▸ Source extract:
+ + + +
Case 3 (segment < tw): Often, a large number of segments are formed by observing packets within very short time intervals. Due to inaccuracies in timestamping packets at capture-time, data-items created over very small durations may introduce a large amount of noise into the learning engine. Consequently, we concatenate as many such short consecutive segments as needed to create one ACTIVE data-item that is tw seconds in duration (right data-item in Figure 5).
Thus every data-item contains system calls made over a period of tw seconds. For each data-item, we extract binary features determining whether a certain system call existed in it or not. In other words, we use one binary variable for every system call. Its value for the data-item is 1 if the application made the call in this data-item, and 0 otherwise. In addition to these binary features, we also use a feature to indicate the previous data-item’s state, that is, whether the data-item just prior to the current one was labeled ACTIVE or EOS. This parameter, which we call prev_state, helps us capture temporal characteristics in the call trace. We found this particularly useful in capturing rules in complex applications, as we explain in Section 3.5.
+ + + +
Stored entries
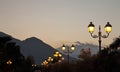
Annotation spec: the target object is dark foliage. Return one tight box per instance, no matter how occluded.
[0,37,32,72]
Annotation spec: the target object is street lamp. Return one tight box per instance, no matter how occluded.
[48,57,53,64]
[62,44,75,64]
[6,60,12,72]
[88,22,112,52]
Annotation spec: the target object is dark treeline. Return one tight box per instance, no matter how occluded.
[0,37,120,72]
[0,37,33,72]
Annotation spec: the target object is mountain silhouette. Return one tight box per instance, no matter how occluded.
[0,32,57,64]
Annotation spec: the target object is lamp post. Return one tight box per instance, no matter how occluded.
[53,51,62,62]
[6,60,12,72]
[62,44,75,64]
[88,22,112,52]
[48,57,53,64]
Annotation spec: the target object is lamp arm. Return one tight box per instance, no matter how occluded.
[63,50,68,53]
[90,33,99,38]
[101,33,109,38]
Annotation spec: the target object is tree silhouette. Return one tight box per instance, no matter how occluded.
[0,36,31,72]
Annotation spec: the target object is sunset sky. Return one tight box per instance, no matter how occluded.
[0,0,120,47]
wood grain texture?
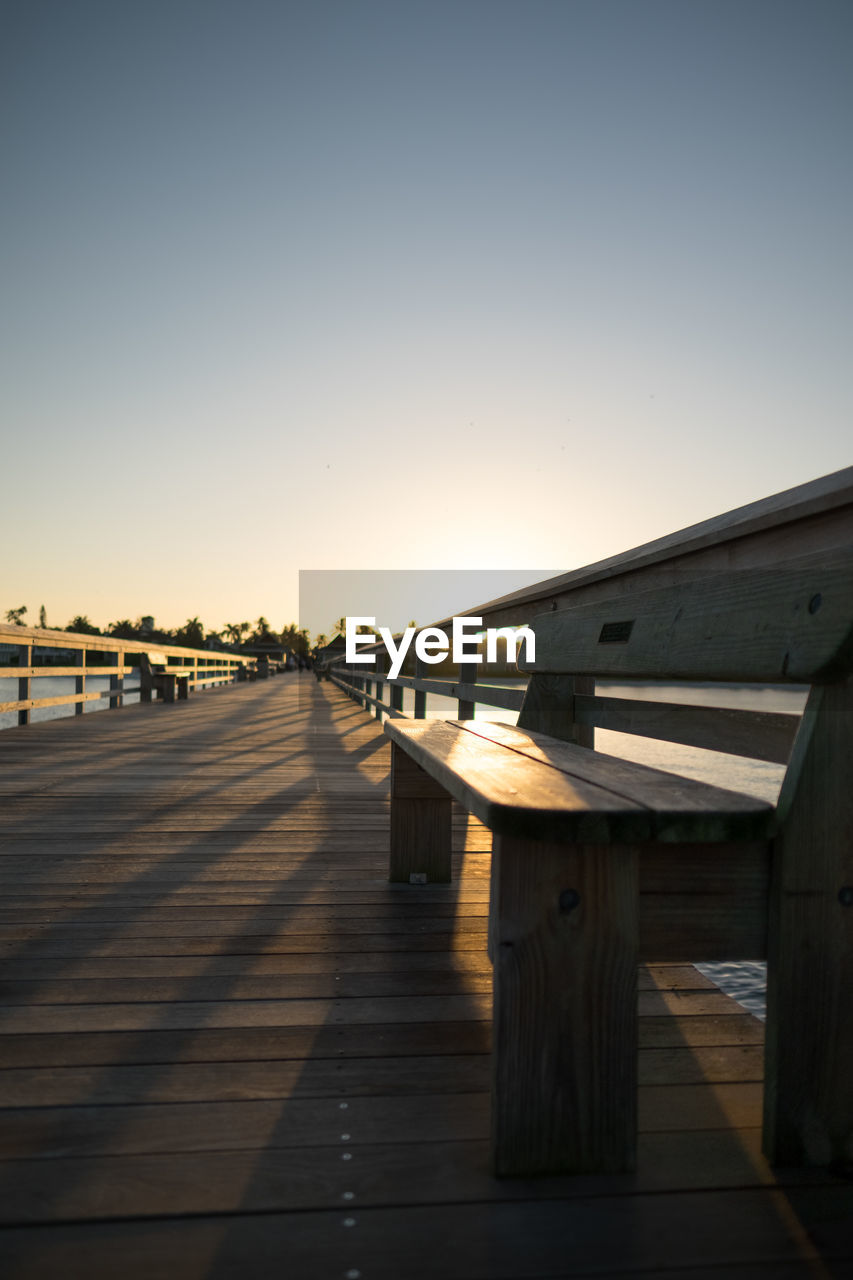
+ + + +
▸ Set tasks:
- 1) Reproduce everything in the system-call passage from "Thus every data-item" down to "in Section 3.5.".
- 2) In the system-call passage, what name is given to the feature that shows whether the prior data-item was labeled ACTIVE or EOS?
- 3) Pick up the system-call passage after its final sentence and keep writing.

▸ Set of answers:
- 1)
Thus every data-item contains system calls made over a period of tw seconds. For each data-item, we extract binary features determining whether a certain system call existed in it or not. In other words, we use one binary variable for every system call. Its value for the data-item is 1 if the application made the call in this data-item, and 0 otherwise. In addition to these binary features, we also use a feature to indicate the previous data-item’s state, that is, whether the data-item just prior to the current one was labeled ACTIVE or EOS. This parameter, which we call prev_state, helps us capture temporal characteristics in the call trace. We found this particularly useful in capturing rules in complex applications, as we explain in Section 3.5.

- 2) prev_state

- 3)
Using this procedure, from the traces, we therefore generate a set of data-items labeled ACTIVE or EOS. From these, the classifier learns rules in the form of boolean expressions. We provide two costs to the learning algorithm. The cost of misclassifying an ACTIVE data-item as EOS has two components: first, we specify the energy expended in shutting-down the radio and then bringing it up again. Second, we specify the corresponding signaling overhead of mis-predicting an EOS. The cost of misclassifying an EOS data-item as ACTIVE involves purely the energy cost of keeping the radio up when it could have been put into fast-dormancy.
Figure 6a shows the tree learned for the gnotify application running on a Windows 7 system. The gnotify application periodically polls gmail and pops up a message when there is a new email (more elaborate results are shown in Section 5). The system call trace used to learn this tree was 5 minutes long. Every path from root to leaf yields one boolean expression. Consequently, the rules that the classifier learned for gnotify are listed in Figure 6b.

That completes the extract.